● EXERCICE ÉCRIT 1
Mettez à l'échelle les enregistrements, du début jusqu'à la ligne contenant « [(452, 48), (333, 74), (792, 200)] » incluse. Recopiez toutes ces lignes, consignes comprises, en multipliant par 2,25 chaque coordonnée des réponses et en l'arrondissant à l'entier le plus proche, les demis vers le haut.

Sécheresses persistantes

Toutefois, le nombre réel de victimes est probablement beaucoup plus élevé en raison du phénomène de sous-déclaration.

«L'Afrique est responsable de moins de 10 % des émissions mondiales de gaz à effet de serre. Or c'est le continent qui est le moins à même de faire face aux effets délétères du changement climatique. Les canicules, les fortes pluies, les inondations, les cyclones tropicaux et les sécheresses persistantes ont des effets dévastateurs sur les communautés et les économies, et le nombre de personnes menacées va croissant», a déclaré Petteri Taalas, Secrétaire général de l'OMM,

«Les observations météorologiques sont très lacunaires en Afrique et les services d'alerte précoce sont terriblement insuffisants. Nous sommes bien déterminés à combler ces lacunes et à faire en sorte que tout le monde puisse recevoir des alertes précoces salvatrices», a-t-il fait remarquer..

Le rapport, produit conjointement avec la Commission de l'Union africaine et le Centre africain pour la politique en matière de climat relevant de la Commission économique des Nations Unies pour l'Afrique (CEA), a été, par ailleurs, rendu publique à l'occasion duquel le plan d'action sur les alertes précoces pour tous en Afrique a également été lancé.

● EXERCICE ÉCRIT 2
Dans le texte sur le climat en Afrique, résumez en plus court le paragraphe qui commence par « L'Afrique est responsable » en gardant ses faits principaux.

● EXTRAITS DE DONNÉES
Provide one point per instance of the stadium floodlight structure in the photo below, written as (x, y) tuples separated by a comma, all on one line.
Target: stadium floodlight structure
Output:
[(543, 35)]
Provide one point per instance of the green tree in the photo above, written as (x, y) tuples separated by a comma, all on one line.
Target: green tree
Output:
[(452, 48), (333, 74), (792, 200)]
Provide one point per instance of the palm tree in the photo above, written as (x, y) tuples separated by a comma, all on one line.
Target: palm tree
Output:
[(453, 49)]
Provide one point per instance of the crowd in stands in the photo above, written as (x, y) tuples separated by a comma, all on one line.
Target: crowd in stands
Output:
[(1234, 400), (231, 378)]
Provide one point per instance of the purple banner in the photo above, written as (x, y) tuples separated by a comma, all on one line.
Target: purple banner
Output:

● RÉPONSE COMPLÈTE 1
Provide one point per instance of the stadium floodlight structure in the photo below, written as (x, y) tuples separated by a comma, all on one line.
Target: stadium floodlight structure
Output:
[(1222, 79)]
Provide one point per instance of the green tree in the photo above, written as (x, y) tuples separated by a comma, all on one line.
Target: green tree
Output:
[(1017, 108), (749, 167), (1782, 450)]

● RÉPONSE COMPLÈTE 2
Selon Petteri Taalas, secrétaire général de l'OMM, l'Afrique émet moins de 10 % des gaz à effet de serre du monde. Pourtant, c'est le continent le moins capable de faire face aux effets du changement climatique. Canicules, fortes pluies, inondations, cyclones tropicaux et sécheresses persistantes frappent durement les communautés et les économies, et de plus en plus de personnes sont menacées.